Please write out everything in the court order below from "provisions of Section" down to "Lalita Kumari v.", word for word.

SOURCE DOCUMENT
★ ★ ★ ★ ★

Sanjay K. Agrawal, J

1. The petitioner herein seeks a direction for registration of FIR for offence punishable under Sections 466, 468 and 471 of the IPC against one Swati

Singh and other persons stating that they have committed cognizable offence as stated above and despite complaint to the respondents they are not

taking action, therefore, appropriate direction / writ in the nature of mandamus be issued directing the respondents to perform their duties under the

provisions of Section 202 of the CrPC and register FIR for the aforesaid offences against the aforesaid persons and carry-on investigation thereupon.

2. Mr. Vipin Punjabi, learned counsel for the petitioner, would submit that the complaint filed by the petitioner clearly and prima facie discloses the

commission of cognizable offence, therefore, as per the decision laid down by Their Lordships of the Supreme Court in the matter of Lalita Kumari v.

Government of U.P. (2014) 2 SCC 1, it was imperative for the respondents to register FIR, but, as they have declined, appropriate writ or direction be

issued for registration of FIR.

3. Mr. Mateen Siddiqui, learned State counsel, would submit that if the petitioner is not satisfied with the action of the police authorities in not taking

cognizance of the alleged offence, he has remedy to submit application under Section 156(3) of the CrPC before the Judicial Magistrate or to file

complaint before the jurisdictional criminal Court under Section 200 of the CrPC, as such, the writ petition is not maintainable. He would further submit

that there is a matrimonial dispute between the parties and on the basis of that, no direction can be given for registration of FIR against Swati Singh

and others.

★ ★ ★ ★ ★

PROVIDED RECORDS

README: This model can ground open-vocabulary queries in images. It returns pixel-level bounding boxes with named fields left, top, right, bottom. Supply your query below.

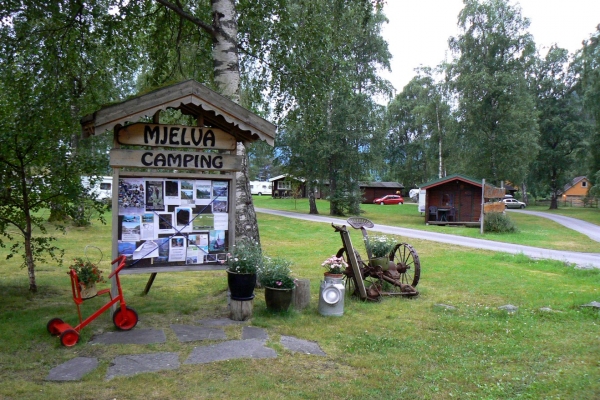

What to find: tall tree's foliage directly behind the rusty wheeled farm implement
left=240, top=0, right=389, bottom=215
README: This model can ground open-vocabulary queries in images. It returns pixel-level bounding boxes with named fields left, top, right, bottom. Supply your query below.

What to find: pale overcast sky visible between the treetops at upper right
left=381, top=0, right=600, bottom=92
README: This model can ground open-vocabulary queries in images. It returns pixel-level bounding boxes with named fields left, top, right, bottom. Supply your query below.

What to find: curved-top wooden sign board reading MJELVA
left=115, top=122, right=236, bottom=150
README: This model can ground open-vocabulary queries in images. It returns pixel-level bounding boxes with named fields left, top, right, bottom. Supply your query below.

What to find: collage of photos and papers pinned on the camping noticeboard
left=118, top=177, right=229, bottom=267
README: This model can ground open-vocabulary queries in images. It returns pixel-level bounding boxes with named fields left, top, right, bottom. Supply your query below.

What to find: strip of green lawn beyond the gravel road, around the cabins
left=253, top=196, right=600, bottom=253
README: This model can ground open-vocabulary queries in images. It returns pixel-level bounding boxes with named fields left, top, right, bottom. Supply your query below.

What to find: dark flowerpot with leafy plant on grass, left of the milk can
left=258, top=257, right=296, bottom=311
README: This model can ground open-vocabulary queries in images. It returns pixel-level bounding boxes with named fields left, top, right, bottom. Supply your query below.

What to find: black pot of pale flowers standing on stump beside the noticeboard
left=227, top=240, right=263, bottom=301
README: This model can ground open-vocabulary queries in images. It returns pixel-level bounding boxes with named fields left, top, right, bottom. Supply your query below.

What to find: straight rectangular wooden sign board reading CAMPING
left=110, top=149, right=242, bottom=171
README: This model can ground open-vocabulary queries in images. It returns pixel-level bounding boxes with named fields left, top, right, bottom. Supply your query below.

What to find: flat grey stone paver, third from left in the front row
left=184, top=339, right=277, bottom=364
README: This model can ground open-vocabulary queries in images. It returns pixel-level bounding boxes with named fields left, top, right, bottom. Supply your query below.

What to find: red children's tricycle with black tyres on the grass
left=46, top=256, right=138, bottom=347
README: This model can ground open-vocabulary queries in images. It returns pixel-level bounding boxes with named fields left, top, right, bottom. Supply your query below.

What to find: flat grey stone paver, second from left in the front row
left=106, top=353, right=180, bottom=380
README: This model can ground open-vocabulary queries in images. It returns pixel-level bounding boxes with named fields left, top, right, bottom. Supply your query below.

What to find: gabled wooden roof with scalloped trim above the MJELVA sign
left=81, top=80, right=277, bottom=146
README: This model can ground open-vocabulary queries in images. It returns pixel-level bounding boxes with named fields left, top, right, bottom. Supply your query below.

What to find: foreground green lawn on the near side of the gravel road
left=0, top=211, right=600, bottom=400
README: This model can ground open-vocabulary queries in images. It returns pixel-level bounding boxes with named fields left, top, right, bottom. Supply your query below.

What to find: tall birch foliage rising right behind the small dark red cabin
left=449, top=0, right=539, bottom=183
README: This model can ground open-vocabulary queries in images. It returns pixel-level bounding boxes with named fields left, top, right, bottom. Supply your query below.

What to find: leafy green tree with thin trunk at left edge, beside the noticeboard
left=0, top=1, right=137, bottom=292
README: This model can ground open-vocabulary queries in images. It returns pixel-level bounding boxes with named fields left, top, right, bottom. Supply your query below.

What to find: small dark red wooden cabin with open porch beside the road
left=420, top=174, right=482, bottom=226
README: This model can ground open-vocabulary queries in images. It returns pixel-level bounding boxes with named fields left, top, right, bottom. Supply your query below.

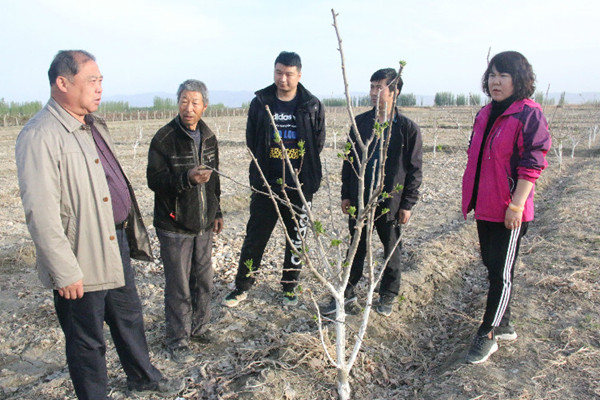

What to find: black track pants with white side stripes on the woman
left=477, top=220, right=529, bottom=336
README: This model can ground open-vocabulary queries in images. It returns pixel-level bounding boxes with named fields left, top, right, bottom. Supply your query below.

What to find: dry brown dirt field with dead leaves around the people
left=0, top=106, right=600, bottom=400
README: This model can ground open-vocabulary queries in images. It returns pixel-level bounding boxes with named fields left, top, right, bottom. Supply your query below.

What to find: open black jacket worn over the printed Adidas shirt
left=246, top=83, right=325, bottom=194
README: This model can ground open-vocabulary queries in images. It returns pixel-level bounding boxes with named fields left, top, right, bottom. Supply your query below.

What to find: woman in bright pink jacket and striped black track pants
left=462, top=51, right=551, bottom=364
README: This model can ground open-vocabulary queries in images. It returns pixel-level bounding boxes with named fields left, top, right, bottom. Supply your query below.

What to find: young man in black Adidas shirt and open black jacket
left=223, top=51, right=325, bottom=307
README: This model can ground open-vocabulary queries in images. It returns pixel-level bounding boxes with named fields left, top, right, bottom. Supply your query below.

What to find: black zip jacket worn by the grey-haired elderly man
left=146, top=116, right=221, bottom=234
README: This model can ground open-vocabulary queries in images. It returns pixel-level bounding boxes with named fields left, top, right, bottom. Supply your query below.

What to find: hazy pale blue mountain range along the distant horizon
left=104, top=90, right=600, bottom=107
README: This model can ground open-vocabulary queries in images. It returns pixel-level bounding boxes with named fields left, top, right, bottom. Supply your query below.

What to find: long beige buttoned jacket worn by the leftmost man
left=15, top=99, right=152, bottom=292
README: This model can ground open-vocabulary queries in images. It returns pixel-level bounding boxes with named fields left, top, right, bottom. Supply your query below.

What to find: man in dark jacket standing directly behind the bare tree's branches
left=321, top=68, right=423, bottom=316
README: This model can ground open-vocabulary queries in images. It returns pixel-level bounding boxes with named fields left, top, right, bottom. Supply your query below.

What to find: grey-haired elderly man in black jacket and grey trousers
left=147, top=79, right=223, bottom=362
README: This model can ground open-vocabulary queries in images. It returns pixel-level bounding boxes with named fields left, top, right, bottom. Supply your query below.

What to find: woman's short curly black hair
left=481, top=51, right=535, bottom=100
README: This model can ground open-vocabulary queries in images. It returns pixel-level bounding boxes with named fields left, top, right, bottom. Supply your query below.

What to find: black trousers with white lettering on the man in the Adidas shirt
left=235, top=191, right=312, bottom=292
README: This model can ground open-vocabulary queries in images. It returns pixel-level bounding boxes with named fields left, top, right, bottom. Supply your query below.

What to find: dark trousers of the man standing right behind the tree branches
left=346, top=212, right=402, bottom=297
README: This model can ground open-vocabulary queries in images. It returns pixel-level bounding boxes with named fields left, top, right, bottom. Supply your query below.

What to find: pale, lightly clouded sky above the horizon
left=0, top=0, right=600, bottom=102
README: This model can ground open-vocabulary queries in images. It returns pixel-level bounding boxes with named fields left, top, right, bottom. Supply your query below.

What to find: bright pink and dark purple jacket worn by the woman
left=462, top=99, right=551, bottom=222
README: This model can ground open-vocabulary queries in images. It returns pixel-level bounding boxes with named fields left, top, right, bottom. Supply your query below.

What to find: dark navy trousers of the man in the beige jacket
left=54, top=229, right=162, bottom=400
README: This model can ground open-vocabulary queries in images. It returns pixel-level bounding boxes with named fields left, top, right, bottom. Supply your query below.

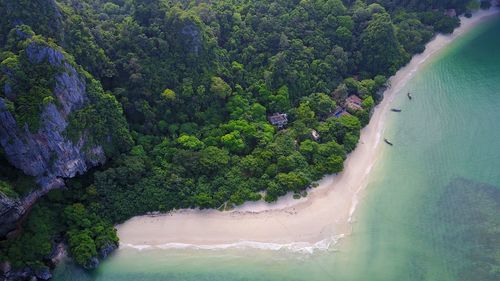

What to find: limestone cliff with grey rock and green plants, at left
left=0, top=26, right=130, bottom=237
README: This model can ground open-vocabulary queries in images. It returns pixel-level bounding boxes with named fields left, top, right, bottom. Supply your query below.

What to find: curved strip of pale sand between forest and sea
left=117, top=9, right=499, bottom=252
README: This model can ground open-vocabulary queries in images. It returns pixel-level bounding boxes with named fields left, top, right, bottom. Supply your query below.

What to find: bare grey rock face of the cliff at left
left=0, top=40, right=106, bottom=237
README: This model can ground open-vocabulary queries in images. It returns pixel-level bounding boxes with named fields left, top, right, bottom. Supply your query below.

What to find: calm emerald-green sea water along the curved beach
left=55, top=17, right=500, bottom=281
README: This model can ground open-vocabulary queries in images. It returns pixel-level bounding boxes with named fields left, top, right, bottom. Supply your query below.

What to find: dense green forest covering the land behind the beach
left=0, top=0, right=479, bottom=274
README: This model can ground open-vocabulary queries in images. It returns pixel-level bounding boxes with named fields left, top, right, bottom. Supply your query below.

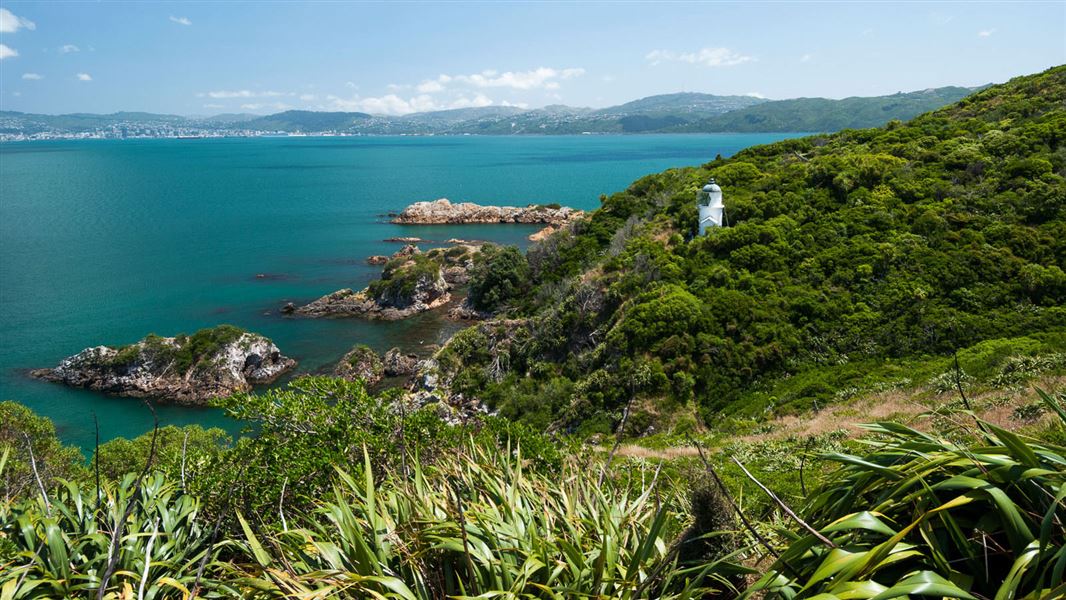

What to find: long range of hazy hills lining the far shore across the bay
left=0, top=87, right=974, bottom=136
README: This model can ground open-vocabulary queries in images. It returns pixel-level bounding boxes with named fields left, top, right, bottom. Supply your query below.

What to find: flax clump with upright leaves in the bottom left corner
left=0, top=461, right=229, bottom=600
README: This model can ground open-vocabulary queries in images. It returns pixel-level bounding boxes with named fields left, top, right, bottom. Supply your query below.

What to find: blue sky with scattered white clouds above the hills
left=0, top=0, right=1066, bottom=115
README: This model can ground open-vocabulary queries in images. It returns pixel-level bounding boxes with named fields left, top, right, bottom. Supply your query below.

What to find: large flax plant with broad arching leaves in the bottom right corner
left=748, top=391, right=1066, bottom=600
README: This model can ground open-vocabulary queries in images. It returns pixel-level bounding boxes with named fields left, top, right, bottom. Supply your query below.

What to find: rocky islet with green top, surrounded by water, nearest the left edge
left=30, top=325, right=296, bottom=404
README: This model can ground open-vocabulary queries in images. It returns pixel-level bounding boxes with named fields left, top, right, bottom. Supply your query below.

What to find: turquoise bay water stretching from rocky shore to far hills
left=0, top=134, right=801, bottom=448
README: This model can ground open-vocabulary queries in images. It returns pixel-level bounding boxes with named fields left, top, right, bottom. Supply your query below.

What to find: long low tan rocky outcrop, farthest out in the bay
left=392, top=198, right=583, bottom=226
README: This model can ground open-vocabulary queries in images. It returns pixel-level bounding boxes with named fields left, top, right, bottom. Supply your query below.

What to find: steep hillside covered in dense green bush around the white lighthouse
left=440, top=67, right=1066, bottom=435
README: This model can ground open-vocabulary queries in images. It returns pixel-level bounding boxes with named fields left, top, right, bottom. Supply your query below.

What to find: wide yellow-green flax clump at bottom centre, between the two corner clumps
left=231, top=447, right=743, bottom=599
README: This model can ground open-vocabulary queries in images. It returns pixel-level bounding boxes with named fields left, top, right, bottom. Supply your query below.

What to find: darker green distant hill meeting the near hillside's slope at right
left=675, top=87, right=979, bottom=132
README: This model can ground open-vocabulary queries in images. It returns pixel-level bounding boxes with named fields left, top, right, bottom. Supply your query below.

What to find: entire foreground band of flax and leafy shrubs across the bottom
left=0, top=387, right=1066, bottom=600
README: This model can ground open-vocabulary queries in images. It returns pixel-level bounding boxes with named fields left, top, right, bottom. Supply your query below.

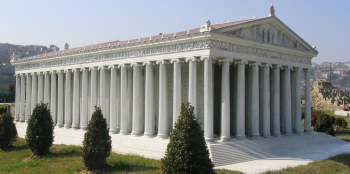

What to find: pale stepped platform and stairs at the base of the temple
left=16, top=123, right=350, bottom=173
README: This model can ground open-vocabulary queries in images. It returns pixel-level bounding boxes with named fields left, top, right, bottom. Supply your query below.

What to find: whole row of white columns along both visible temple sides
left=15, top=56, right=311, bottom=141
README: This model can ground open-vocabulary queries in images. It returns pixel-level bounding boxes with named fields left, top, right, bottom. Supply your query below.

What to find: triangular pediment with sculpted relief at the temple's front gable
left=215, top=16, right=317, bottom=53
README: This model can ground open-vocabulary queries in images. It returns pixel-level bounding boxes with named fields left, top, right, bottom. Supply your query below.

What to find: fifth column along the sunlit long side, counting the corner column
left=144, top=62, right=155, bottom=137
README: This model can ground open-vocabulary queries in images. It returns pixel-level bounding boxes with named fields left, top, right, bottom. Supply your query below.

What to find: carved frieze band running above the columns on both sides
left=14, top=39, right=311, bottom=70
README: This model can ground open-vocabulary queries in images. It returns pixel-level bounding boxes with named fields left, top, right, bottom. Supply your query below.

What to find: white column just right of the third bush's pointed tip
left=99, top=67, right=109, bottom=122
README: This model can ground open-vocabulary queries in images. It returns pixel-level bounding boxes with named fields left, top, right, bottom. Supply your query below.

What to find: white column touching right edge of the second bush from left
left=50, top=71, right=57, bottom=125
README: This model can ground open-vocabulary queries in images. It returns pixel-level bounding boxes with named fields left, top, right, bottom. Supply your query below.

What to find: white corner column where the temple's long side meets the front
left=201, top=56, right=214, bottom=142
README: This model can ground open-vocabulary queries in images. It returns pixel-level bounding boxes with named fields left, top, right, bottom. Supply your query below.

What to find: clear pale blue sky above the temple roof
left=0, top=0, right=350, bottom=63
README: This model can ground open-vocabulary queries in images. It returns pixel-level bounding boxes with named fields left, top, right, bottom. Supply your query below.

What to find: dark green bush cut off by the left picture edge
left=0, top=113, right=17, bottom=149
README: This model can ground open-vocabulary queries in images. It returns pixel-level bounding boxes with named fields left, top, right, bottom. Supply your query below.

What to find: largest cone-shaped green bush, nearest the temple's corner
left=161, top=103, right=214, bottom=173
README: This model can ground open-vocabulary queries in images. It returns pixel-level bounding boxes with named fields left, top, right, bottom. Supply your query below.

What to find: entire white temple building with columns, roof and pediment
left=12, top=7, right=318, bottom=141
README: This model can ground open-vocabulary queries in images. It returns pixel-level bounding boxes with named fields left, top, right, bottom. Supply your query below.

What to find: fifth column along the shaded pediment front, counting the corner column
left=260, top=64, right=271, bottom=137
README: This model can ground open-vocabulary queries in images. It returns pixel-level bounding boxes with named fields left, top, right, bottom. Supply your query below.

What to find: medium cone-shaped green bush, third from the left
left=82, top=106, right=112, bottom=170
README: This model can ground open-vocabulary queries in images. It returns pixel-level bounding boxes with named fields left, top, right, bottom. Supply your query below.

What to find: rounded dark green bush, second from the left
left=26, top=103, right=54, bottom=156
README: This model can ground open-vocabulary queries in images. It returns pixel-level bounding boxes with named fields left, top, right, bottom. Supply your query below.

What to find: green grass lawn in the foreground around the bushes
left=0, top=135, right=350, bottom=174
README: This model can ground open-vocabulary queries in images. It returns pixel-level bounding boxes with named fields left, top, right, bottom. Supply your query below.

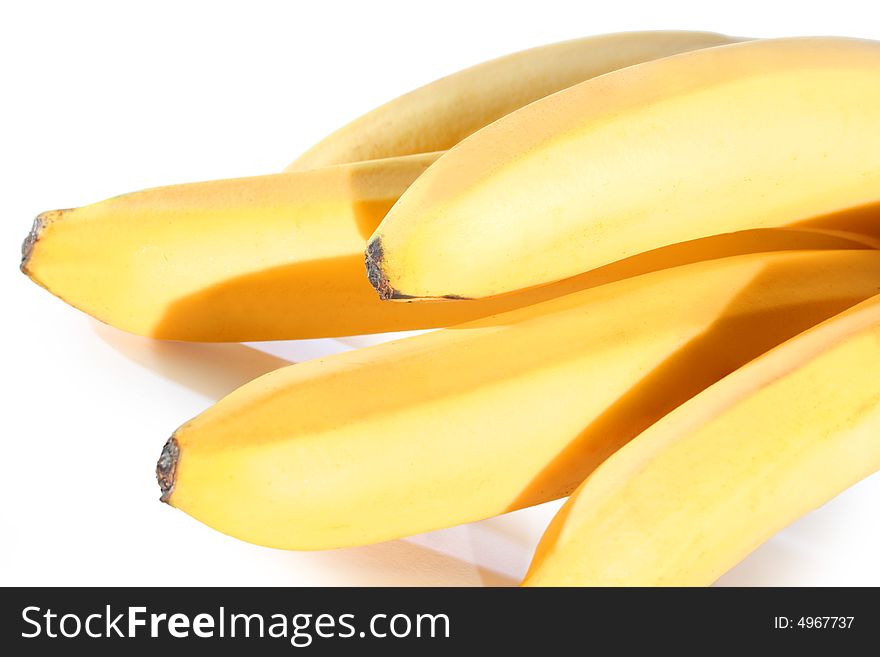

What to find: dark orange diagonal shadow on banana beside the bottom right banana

★ ★ ★ ★ ★

WRITTEN RESPONSE
provisions of Section 202 of the CrPC and register FIR for the aforesaid offences against the aforesaid persons and carry-on investigation thereupon.

2. Mr. Vipin Punjabi, learned counsel for the petitioner, would submit that the complaint filed by the petitioner clearly and prima facie discloses the

commission of cognizable offence, therefore, as per the decision laid down by Their Lordships of the Supreme Court in the matter of Lalita Kumari v.